* **Study text**

Synthetic Data Generation to Investigate the Dynamics of Wave-Fibrosis Interactions in Cardiac Arrhythmias

Fibrosis represents a key factor in the development and maintenance of cardiac arrhythmias. Computational models may help improving our understanding of wave-fibrosis interactions in excitable tissues, offering a controlled environment to dissect the effects of different factors and mechanisms on wave propagation dynamics. This study describes a computational framework, which combines an atrial tissue spheric model, including a fibrotic tissue generator, with a frequency-domain analysis of the synthetic signals generated by the model. The framework was applied to characterize the dynamics induced by different fibrosis patterns in an electrically-remodelled tissue, characterized by different arrhythmic mechanisms: i.e., re-entrant activity in the presence (with focal source, WFS) and in the absence (no focal source, NFS) of a localized focal source. 150 fibrotic models with different densities and dimensions of fibrotic elements were generated, atrial electrical activity was simulated in the WFS and NFS conditions, and 144 synthetic bipolar electrograms were generated for each model and condition. 85 models produced stable activity in both the WFS and NFS conditions and the corresponding electrograms were analysed in the frequency-domain to extract rate, regularity, and coupling indices. Generalized linear models were used to investigate the relationship between frequency-domain indices and fibrosis parameters. In both the WFS and NFS conditions, the rate displayed a statistically-significant decrease (p<0.0001), and the regularity and coupling a statistically-significant increase (p<0.001) with increasing fibrosis density. However, the increase in regularity and coupling was much smaller in the WFS than NFS condition, suggesting that the interaction of the focal source with the re-entrant waves augmented the complexity of propagation patterns and reduced fibrosis stabilizing effects. These results suggest the complexity of wave-fibrosis interactions and their dependence on the arrhythmic mechanisms. Our framework may represent a useful tool to understand fibrosis effects and to translate propagation dynamics into clinically-measurable markers.

* **Exercise details**
Answer these from the fibrosis study text above.
(a) How many fibrotic models were generated?
(b) How many models produced stable activity in both the WFS and NFS conditions?
(c) What was used to investigate the relationship between frequency-domain indices and fibrosis parameters?

* **Information provided**

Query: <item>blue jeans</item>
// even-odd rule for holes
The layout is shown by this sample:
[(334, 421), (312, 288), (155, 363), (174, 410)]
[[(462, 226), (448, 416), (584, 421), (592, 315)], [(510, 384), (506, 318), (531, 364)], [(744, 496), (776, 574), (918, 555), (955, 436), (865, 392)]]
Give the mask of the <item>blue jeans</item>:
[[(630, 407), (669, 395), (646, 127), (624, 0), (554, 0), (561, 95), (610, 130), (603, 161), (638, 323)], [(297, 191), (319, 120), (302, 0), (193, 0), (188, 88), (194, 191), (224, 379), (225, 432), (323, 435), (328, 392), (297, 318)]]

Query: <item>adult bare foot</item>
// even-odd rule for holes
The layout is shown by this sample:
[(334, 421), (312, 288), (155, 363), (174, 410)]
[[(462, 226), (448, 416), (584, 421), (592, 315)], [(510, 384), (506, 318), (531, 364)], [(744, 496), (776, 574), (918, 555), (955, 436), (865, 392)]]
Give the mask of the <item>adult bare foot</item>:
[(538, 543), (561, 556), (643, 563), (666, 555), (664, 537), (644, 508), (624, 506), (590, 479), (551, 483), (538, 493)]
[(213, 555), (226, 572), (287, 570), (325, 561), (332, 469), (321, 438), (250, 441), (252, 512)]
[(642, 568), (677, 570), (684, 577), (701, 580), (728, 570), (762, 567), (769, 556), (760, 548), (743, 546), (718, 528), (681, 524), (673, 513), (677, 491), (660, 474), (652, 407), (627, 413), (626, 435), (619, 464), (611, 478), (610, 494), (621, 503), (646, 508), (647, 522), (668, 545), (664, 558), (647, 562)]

* **Solution below**
(a) 150 fibrotic models were generated.
(b) 85 models produced stable activity in both conditions.
(c) Generalized linear models were used.